◆ Text excerpt ◆
══════════
Using Google autocomplete as an estimation, it seems people are split on whether AI and machine learning are helpful or hurtful (or maybe just a crapshoot!).

Lacking explanations for models can lead to biased and ill-informed decisions, like representing gender bias in facial analysis systems, propagating historical cultural stereotypes from text data into widely used AI components, and biasing recidivism predictions by race. To combat this, there are now legal requirements that enforce a “right to explanation” from the most recent GDPR for any automated decision-making system that could impact a person’s safety, legal, or financial status.

Addressing the above problems, understanding what models have learned, and explaining their predictions is the problem of model interpretability.

But what is interpretability? Everyone seems to agree it describes a human understanding of an AI system, but an understanding of what is still open. A system’s internals (e.g., components and models), operations (e.g., the math), data mapping (e.g., input and output relationships), or representation used in an explanation? Therefore, it’s clear that no formal agreed-upon definition for interpretability exists.

Despite their problems, machine learning models are still being used today. In our work, we instead sought to operationalize interpretability, that is, to turn this fuzzy concept into something more easily usable and actionable. By breaking down interpretability into a suite of techniques, we can more quickly help data scientists ensure machine learning systems work with humans, not against them. This could help tool builders design models and visualizations where model biases and shortcomings are more readily discoverable.
══════════
◆ To do ◆
**1)** In the text on model interpretability, what does the GDPR require for automated decision-making systems that could affect a person's safety, legal, or financial status?
**2)** Print the part of the text on model interpretability that opens with the words containing "Using Google autocomplete" and closes with "just a crapshoot!).".

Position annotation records
══════════
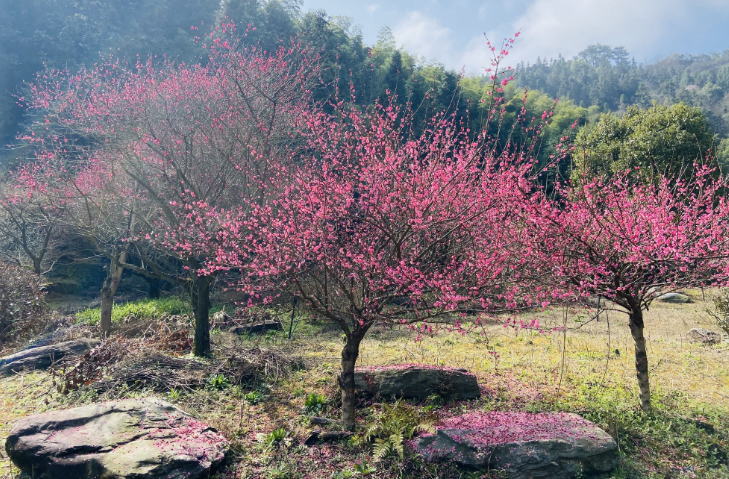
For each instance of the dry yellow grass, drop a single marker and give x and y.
(512, 364)
(676, 364)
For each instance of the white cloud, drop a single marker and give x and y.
(552, 27)
(425, 36)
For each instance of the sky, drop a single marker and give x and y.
(452, 31)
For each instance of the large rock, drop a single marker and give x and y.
(134, 439)
(416, 382)
(524, 445)
(674, 298)
(43, 357)
(704, 336)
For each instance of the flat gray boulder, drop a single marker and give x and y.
(704, 336)
(523, 445)
(677, 298)
(128, 439)
(43, 357)
(414, 381)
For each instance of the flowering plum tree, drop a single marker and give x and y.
(29, 226)
(630, 242)
(183, 134)
(372, 216)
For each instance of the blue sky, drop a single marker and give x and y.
(451, 31)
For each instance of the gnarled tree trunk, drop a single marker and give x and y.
(201, 310)
(350, 353)
(111, 284)
(641, 358)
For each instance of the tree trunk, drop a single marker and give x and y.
(155, 287)
(350, 353)
(37, 265)
(201, 309)
(641, 359)
(111, 284)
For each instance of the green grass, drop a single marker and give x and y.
(142, 309)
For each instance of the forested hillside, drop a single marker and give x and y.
(66, 34)
(606, 79)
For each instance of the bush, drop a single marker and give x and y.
(142, 309)
(22, 304)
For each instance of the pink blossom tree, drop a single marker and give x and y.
(631, 242)
(30, 227)
(372, 215)
(182, 134)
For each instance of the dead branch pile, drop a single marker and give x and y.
(152, 361)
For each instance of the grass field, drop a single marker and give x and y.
(586, 369)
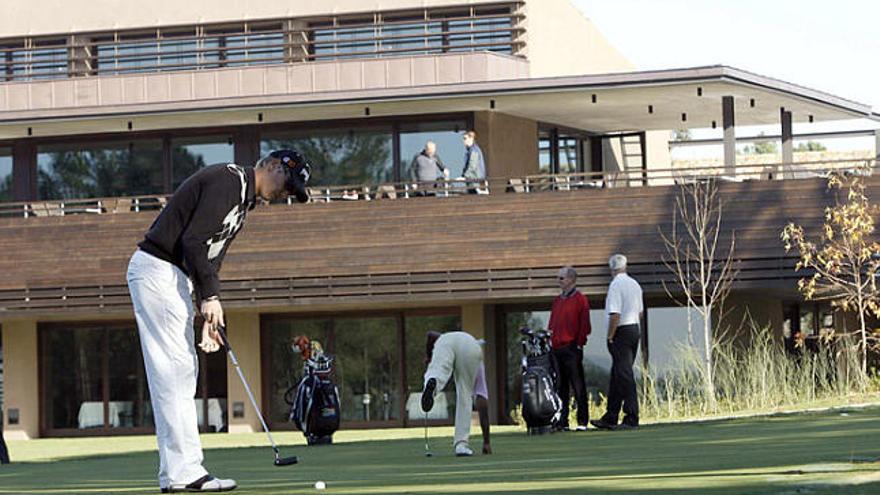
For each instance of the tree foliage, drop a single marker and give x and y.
══════════
◆ Responses ◆
**1)** A "right to explanation."

**2)**
Using Google autocomplete as an estimation, it seems people are split on whether AI and machine learning are helpful or hurtful (or maybe just a crapshoot!).